**Extract provided**
===============

Save and restore the sparse model
To store the sparse model for future usage, call
mto.save()
:
mto.save(sparse_model, "modelopt_sparse_model.pth")
Note
mto.save()
will save the model state_dict,
along with the sparse masks and metadata to correctly re-create the sparse model later.
To restore the saved sparse model you can use
mto.restore()
:
import modelopt.torch.opt as mto
# Re-initialize the original, unmodified model
model = AutoModelForCausalLM.from_pretrained("EleutherAI/gpt-j-6b")
# Restore the sparse model and metadata.
sparse_model = mto.restore(model, "modelopt_sparse_model.pth")
Note
mto.restore()
will restore the model state_dict,
along with the sparse masks and metadata of each sparse module. The plain pytorch module will be
converted to a sparse module. The sparsity mask will be automatically enforced when the model
weight is accessed.
Note
mts.export()
will export the sparse
model to a plain pytorch model. The sparse masks will be applied to model weights and all the
sparse metadata will be removed. After exporting, sparsity will no longer be enforced during
subsequent fine-tuning. If you want to continue fine-tuning, do not export the model.
Note
Please see saving and restoring of ModelOpt-modified models to learn about all the available options for saving and restoring.
Sparsity Concepts
Below, we will provide an overview of ModelOpt’s sparsity feature as well as its basic concepts and terminology.

===============

**Records supplied**
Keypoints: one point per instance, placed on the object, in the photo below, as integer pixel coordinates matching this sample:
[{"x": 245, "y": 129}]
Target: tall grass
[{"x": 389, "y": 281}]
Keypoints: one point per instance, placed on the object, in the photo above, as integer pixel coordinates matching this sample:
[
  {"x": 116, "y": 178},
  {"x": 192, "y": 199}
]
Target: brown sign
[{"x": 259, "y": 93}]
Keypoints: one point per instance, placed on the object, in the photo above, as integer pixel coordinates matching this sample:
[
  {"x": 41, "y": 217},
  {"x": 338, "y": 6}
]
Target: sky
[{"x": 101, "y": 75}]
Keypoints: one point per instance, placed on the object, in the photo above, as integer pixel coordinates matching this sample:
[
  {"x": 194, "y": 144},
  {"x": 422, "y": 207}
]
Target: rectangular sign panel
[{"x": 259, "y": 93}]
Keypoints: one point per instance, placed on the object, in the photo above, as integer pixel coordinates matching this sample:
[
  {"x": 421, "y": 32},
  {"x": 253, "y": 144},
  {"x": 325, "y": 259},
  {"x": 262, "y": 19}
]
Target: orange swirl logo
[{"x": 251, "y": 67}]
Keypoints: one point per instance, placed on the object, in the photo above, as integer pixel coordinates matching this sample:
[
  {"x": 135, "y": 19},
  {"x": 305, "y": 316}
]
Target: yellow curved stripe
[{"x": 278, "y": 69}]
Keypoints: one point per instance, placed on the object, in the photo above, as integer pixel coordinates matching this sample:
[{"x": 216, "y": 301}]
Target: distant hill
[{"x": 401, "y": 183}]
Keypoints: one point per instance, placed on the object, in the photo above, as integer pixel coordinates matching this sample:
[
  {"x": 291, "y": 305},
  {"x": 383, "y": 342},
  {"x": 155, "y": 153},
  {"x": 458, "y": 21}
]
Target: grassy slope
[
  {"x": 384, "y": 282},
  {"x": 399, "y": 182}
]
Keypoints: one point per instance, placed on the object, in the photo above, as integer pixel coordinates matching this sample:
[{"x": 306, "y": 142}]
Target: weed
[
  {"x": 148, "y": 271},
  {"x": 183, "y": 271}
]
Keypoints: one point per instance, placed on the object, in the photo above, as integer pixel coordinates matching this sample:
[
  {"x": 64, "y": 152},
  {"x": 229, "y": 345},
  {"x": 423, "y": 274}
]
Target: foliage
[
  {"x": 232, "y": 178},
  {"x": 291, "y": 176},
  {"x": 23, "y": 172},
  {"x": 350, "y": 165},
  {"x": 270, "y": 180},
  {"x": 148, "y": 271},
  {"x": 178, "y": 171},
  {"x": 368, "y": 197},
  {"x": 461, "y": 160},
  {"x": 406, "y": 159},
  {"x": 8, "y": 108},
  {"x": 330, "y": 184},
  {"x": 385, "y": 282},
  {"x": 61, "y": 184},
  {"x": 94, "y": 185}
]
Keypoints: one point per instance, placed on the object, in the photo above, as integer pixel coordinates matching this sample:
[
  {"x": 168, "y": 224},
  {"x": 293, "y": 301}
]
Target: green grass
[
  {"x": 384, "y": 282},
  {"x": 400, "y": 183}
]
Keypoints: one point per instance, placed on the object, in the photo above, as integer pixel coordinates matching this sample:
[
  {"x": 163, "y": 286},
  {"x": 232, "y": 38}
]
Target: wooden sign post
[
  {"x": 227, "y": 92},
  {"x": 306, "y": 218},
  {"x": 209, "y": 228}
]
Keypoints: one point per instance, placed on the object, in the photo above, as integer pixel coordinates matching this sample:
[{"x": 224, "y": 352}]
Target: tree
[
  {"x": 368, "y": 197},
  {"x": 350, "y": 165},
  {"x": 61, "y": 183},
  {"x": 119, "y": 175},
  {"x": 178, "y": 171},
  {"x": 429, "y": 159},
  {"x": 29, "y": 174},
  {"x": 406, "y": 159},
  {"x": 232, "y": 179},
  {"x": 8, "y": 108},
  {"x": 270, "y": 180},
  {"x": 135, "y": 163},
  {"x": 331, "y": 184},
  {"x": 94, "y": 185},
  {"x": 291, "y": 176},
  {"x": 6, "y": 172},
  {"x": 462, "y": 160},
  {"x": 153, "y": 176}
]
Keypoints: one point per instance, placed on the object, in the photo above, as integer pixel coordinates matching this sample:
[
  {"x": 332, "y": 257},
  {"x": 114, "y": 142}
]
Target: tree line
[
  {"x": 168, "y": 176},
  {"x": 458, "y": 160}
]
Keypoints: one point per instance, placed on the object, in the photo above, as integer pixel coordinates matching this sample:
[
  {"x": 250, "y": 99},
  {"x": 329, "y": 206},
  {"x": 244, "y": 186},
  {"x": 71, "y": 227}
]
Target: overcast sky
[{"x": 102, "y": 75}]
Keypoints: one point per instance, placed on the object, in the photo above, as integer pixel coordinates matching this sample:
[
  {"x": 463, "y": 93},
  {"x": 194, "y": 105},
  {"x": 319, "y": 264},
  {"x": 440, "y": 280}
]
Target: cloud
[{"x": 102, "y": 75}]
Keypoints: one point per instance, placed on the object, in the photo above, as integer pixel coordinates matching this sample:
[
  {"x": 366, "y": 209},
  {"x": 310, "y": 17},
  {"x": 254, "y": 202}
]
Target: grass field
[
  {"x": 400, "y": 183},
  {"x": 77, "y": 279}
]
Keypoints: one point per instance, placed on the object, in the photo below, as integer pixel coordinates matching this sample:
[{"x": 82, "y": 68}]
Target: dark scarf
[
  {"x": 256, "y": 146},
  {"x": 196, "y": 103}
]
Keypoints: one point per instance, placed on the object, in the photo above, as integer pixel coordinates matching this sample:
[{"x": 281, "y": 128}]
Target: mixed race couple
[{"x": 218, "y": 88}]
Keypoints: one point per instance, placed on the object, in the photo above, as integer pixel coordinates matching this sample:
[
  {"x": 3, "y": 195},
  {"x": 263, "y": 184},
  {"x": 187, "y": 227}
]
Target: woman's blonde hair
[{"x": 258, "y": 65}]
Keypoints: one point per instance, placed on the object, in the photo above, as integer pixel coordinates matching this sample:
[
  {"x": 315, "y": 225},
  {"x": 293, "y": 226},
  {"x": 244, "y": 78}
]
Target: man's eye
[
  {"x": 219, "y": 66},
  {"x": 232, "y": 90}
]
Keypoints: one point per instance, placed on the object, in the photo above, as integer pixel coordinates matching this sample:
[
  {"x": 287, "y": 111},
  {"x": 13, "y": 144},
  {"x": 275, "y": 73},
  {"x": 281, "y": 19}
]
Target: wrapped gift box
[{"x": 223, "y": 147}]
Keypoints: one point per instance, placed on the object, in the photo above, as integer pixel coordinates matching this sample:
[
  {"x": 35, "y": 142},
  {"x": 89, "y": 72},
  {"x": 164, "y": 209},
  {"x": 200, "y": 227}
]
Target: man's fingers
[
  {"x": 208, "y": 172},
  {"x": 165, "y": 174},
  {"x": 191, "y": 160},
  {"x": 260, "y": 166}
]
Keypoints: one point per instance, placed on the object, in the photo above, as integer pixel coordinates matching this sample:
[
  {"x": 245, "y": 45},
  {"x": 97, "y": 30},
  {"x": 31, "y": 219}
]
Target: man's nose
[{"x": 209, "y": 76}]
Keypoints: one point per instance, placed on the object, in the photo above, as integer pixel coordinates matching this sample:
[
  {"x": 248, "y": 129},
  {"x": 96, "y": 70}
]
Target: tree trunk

===============

**What the task asks**
In the text on saving and restoring sparse models, what happens to sparsity during fine-tuning after the model is exported? The material comes from a separate source unrelated to the text on saving and restoring sparse models.

**Exercise output**
Sparsity is no longer enforced during subsequent fine-tuning.